▸ **WORKING DATA**:
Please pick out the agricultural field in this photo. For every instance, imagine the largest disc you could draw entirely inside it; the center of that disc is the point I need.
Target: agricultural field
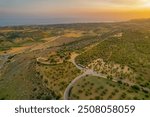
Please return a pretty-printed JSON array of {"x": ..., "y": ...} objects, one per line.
[{"x": 76, "y": 61}]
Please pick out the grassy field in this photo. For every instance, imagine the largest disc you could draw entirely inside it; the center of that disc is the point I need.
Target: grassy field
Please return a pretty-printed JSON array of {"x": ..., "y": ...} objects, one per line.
[
  {"x": 96, "y": 88},
  {"x": 129, "y": 50},
  {"x": 57, "y": 77}
]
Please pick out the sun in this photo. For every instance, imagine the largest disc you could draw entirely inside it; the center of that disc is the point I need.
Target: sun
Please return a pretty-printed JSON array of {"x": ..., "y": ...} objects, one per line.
[{"x": 146, "y": 3}]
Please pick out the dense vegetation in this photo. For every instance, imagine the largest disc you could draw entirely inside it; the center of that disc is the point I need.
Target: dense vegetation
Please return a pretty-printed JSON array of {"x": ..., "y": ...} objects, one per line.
[{"x": 95, "y": 88}]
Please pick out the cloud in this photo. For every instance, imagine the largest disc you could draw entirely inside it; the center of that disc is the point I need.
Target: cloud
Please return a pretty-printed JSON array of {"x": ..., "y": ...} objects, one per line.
[{"x": 127, "y": 2}]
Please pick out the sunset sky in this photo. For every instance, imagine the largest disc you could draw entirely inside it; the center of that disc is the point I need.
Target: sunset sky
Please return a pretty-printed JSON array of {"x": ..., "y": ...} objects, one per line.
[{"x": 18, "y": 12}]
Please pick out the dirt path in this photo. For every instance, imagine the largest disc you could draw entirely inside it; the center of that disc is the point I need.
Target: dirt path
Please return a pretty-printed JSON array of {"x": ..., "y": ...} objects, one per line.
[{"x": 87, "y": 71}]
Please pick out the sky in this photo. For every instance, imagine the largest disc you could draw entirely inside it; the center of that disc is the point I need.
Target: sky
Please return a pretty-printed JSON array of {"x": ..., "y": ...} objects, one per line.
[{"x": 26, "y": 12}]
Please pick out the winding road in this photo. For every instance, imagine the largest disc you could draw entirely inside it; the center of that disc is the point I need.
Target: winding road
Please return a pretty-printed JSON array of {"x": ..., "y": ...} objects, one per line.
[{"x": 87, "y": 71}]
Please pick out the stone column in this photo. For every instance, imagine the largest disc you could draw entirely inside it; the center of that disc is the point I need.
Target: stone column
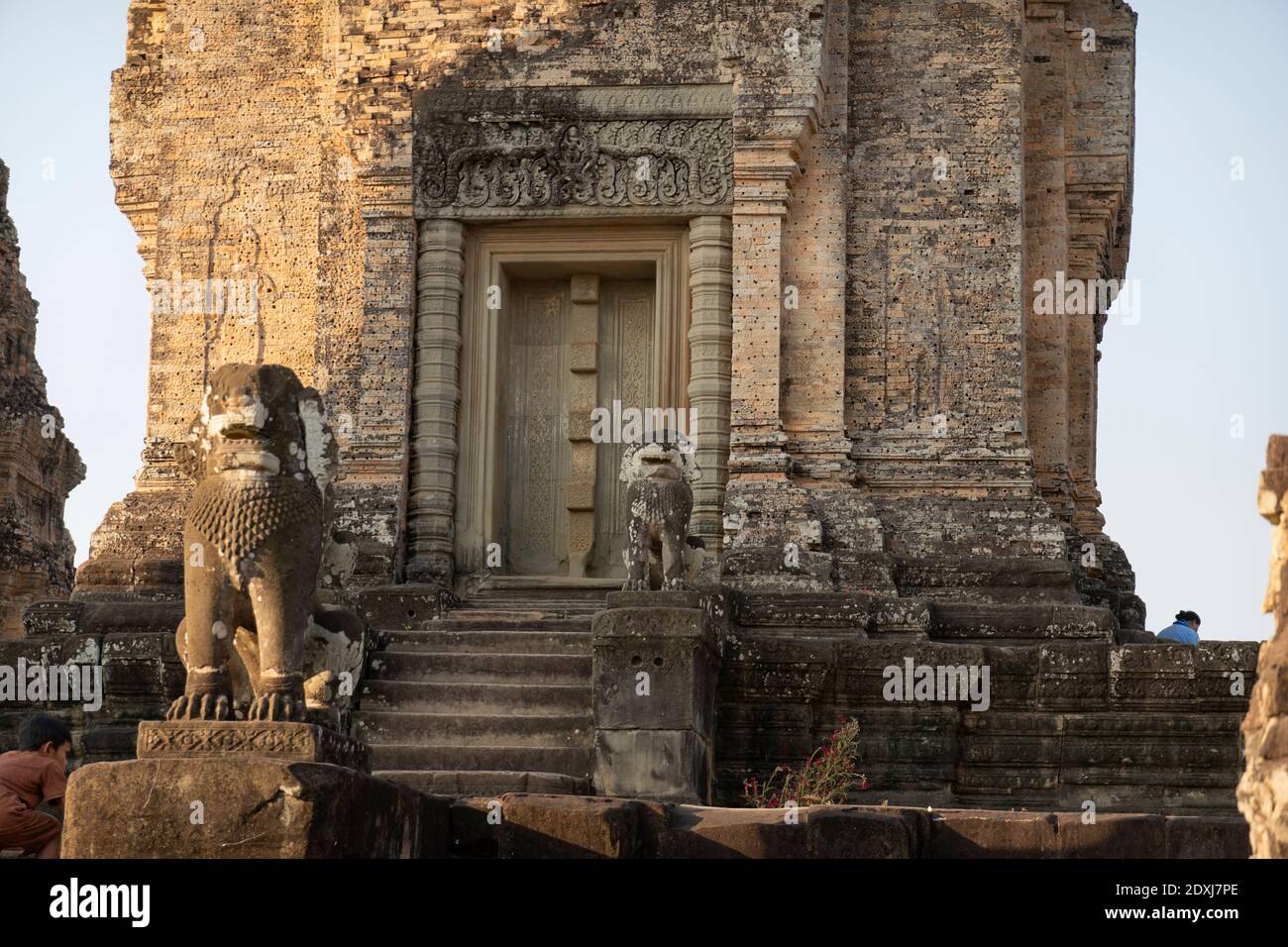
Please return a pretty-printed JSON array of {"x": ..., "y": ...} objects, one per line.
[
  {"x": 763, "y": 179},
  {"x": 436, "y": 397},
  {"x": 1263, "y": 788},
  {"x": 584, "y": 395},
  {"x": 709, "y": 348},
  {"x": 1046, "y": 250},
  {"x": 1086, "y": 247}
]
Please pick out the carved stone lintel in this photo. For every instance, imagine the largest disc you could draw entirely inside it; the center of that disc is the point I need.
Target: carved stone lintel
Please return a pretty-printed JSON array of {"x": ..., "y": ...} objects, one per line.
[
  {"x": 301, "y": 742},
  {"x": 539, "y": 151}
]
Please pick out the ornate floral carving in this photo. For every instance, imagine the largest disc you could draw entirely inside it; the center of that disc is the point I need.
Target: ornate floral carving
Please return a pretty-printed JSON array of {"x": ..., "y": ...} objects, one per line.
[
  {"x": 295, "y": 741},
  {"x": 550, "y": 150}
]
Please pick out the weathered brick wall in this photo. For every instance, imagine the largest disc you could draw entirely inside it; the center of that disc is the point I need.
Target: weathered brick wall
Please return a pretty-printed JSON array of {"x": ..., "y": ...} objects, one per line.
[
  {"x": 278, "y": 147},
  {"x": 1127, "y": 727},
  {"x": 39, "y": 467},
  {"x": 129, "y": 648}
]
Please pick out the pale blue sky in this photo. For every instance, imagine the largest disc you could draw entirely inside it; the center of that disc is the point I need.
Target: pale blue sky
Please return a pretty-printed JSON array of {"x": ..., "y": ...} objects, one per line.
[{"x": 1209, "y": 252}]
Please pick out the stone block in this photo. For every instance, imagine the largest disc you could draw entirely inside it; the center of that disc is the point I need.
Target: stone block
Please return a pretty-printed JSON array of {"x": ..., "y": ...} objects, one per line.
[
  {"x": 1111, "y": 835},
  {"x": 1210, "y": 836},
  {"x": 964, "y": 834},
  {"x": 664, "y": 764},
  {"x": 653, "y": 701},
  {"x": 536, "y": 826},
  {"x": 246, "y": 806}
]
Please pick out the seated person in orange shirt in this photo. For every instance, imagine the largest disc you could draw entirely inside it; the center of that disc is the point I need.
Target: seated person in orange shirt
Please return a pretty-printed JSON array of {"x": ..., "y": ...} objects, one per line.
[{"x": 33, "y": 775}]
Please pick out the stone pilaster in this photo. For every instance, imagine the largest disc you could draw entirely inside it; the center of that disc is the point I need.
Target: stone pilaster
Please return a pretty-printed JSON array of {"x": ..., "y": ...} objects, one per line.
[
  {"x": 1046, "y": 252},
  {"x": 583, "y": 397},
  {"x": 432, "y": 495},
  {"x": 709, "y": 373},
  {"x": 764, "y": 172}
]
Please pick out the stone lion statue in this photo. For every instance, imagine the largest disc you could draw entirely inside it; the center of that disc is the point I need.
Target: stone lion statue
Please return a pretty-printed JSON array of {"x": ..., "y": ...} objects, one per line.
[
  {"x": 258, "y": 637},
  {"x": 658, "y": 502}
]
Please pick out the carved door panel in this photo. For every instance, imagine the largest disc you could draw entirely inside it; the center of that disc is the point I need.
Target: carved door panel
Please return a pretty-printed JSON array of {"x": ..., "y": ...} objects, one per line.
[
  {"x": 625, "y": 375},
  {"x": 535, "y": 401}
]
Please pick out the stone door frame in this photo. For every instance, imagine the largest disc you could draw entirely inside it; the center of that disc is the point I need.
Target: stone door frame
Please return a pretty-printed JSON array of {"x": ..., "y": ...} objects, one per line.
[
  {"x": 451, "y": 515},
  {"x": 636, "y": 171},
  {"x": 487, "y": 254}
]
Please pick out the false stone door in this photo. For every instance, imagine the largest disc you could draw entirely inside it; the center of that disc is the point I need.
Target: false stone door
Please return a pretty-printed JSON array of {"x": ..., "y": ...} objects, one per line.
[{"x": 570, "y": 346}]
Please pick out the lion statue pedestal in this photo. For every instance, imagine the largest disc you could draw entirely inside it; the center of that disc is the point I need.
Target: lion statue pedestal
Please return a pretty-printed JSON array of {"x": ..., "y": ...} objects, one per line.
[{"x": 241, "y": 767}]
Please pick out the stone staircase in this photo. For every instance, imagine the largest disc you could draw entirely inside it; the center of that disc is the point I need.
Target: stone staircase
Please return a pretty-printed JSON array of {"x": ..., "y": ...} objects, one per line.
[{"x": 493, "y": 697}]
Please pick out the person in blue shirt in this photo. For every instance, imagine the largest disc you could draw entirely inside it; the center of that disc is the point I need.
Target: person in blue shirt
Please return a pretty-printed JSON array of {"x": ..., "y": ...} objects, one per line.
[{"x": 1185, "y": 630}]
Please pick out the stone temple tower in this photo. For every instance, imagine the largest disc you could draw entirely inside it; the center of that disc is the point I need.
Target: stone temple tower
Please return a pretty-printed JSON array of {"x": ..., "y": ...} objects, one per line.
[
  {"x": 39, "y": 467},
  {"x": 861, "y": 250}
]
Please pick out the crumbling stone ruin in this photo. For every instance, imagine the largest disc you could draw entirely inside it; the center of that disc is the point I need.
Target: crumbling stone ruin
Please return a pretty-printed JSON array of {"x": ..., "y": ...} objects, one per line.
[
  {"x": 39, "y": 467},
  {"x": 1263, "y": 788},
  {"x": 859, "y": 253}
]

▸ **WHAT YOU NEED TO DO**:
Copy all lines of the material above where the string "tower" occurs.

▸ **OUTPUT BELOW**:
Please pick out the stone temple tower in this photo. For every instance, imagine the largest disc you could draw entirely inside it; the center of that disc is the point I need.
Target: stone temple tower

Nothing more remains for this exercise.